::: Record set :::

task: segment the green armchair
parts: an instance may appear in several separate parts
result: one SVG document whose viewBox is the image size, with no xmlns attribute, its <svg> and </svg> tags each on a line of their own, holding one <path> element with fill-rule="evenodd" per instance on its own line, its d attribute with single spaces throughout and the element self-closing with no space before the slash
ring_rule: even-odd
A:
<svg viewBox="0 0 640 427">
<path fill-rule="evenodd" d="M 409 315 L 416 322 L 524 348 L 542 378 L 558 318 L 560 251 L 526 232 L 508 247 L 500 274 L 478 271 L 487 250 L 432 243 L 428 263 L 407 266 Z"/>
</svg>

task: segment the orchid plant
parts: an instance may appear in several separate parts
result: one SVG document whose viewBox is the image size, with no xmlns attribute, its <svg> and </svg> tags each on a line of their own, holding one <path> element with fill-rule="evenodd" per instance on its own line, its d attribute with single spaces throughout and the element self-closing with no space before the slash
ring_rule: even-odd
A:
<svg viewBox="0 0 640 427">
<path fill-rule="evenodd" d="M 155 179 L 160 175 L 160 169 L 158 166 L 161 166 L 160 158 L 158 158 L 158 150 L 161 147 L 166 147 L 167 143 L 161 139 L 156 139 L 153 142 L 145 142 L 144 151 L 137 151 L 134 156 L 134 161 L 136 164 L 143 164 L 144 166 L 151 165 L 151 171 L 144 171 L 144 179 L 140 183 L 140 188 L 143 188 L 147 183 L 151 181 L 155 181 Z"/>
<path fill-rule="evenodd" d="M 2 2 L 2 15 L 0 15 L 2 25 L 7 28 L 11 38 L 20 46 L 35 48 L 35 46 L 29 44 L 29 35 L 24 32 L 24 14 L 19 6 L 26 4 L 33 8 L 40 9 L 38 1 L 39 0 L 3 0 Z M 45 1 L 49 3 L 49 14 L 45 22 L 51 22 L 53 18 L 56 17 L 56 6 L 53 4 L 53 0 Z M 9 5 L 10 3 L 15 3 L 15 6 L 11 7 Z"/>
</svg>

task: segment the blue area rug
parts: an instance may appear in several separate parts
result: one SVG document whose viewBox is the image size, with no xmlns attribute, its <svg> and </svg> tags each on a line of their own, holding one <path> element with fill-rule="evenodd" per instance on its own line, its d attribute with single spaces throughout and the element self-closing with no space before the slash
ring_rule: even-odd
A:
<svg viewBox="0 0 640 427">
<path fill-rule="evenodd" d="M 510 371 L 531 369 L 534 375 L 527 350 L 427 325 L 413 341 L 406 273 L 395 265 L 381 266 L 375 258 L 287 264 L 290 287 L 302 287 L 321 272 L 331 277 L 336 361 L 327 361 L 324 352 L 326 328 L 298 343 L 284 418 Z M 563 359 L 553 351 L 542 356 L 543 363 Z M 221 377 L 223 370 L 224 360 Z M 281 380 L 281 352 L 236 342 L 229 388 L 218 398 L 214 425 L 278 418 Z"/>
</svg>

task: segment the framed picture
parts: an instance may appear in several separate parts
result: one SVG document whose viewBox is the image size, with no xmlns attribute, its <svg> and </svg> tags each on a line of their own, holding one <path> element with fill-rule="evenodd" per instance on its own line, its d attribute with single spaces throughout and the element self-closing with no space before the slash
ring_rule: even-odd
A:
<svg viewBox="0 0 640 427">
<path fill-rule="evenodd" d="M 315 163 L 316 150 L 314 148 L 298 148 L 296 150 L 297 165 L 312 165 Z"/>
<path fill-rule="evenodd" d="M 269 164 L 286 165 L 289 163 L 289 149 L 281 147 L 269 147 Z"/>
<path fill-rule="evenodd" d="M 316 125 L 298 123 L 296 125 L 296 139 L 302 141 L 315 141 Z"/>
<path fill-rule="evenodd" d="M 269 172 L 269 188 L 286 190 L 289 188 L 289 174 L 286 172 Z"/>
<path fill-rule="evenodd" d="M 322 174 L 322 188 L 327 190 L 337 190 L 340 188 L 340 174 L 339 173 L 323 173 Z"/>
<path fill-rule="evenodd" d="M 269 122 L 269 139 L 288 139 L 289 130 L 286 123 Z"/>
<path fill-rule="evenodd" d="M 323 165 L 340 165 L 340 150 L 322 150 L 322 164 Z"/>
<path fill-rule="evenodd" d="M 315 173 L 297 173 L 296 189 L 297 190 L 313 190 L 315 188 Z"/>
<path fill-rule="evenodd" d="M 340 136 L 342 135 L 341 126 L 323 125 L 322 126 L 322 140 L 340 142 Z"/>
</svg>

:::

Can you duplicate the lines above, from the one containing "task: segment the framed picture" through the very last line, character for character?

task: segment the framed picture
parts: an instance may appear in several separate parts
result: one SVG document whose viewBox is the image size, with no xmlns attribute, its <svg> and </svg> tags each on a line of their own, holding one <path> element with fill-rule="evenodd" per instance on its own line, its d attribute with single spaces throughout and the element self-closing with no space before the slash
ring_rule: even-odd
A:
<svg viewBox="0 0 640 427">
<path fill-rule="evenodd" d="M 315 163 L 316 150 L 314 148 L 298 148 L 296 150 L 297 165 L 312 165 Z"/>
<path fill-rule="evenodd" d="M 269 164 L 286 165 L 289 163 L 289 149 L 281 147 L 269 147 Z"/>
<path fill-rule="evenodd" d="M 316 125 L 298 123 L 296 125 L 296 139 L 302 141 L 315 141 Z"/>
<path fill-rule="evenodd" d="M 269 172 L 269 188 L 286 190 L 289 188 L 289 174 L 286 172 Z"/>
<path fill-rule="evenodd" d="M 322 174 L 322 188 L 327 190 L 337 190 L 340 188 L 340 174 L 339 173 L 323 173 Z"/>
<path fill-rule="evenodd" d="M 269 122 L 269 139 L 288 139 L 289 130 L 286 123 Z"/>
<path fill-rule="evenodd" d="M 323 165 L 340 165 L 340 150 L 322 150 L 322 164 Z"/>
<path fill-rule="evenodd" d="M 315 173 L 297 173 L 296 189 L 297 190 L 313 190 L 315 188 Z"/>
<path fill-rule="evenodd" d="M 340 136 L 342 135 L 341 126 L 323 125 L 322 126 L 322 140 L 340 142 Z"/>
</svg>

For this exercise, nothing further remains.